__PROBLEM TO SOLVE__:
Copy the following data exactly and drop the pictures.

Data items

-*-*-

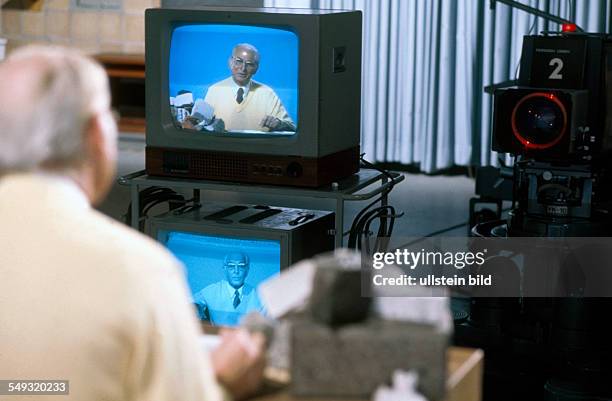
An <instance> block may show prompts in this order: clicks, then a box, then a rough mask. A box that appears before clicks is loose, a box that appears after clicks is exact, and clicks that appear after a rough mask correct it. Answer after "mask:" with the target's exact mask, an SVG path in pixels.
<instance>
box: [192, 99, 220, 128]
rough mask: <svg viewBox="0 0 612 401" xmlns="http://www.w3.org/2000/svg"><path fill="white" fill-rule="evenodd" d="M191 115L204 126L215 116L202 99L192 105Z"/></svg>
mask: <svg viewBox="0 0 612 401" xmlns="http://www.w3.org/2000/svg"><path fill="white" fill-rule="evenodd" d="M191 115H192V116H193V117H195V118H197V119H198V120H200V121H204V122H205V124H210V122H211V121H212V119H213V117H214V116H215V109H214V108H213V107H212V106H211V105H210V104H208V103H206V102H205V101H204V99H198V100H196V102H195V104H194V105H193V110H191Z"/></svg>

-*-*-

__THE ANSWER__:
An <instance> block may show prompts in this order: clicks, then a box, then a rough mask. A box that appears before clicks is loose, a box that appears after clicks is exact, and clicks that appear after a rough mask correct it. Answer after "mask:" with the target's exact mask, an SVG path in pixels.
<instance>
box: [192, 99, 220, 128]
rough mask: <svg viewBox="0 0 612 401" xmlns="http://www.w3.org/2000/svg"><path fill="white" fill-rule="evenodd" d="M191 115L204 126L215 116L202 99L192 105Z"/></svg>
mask: <svg viewBox="0 0 612 401" xmlns="http://www.w3.org/2000/svg"><path fill="white" fill-rule="evenodd" d="M191 115H192V116H193V117H195V118H197V119H198V120H200V121H204V122H205V124H210V122H211V121H212V119H213V117H214V116H215V109H214V108H213V107H212V106H211V105H210V104H208V103H206V102H205V101H204V99H198V100H196V102H195V104H194V105H193V110H191Z"/></svg>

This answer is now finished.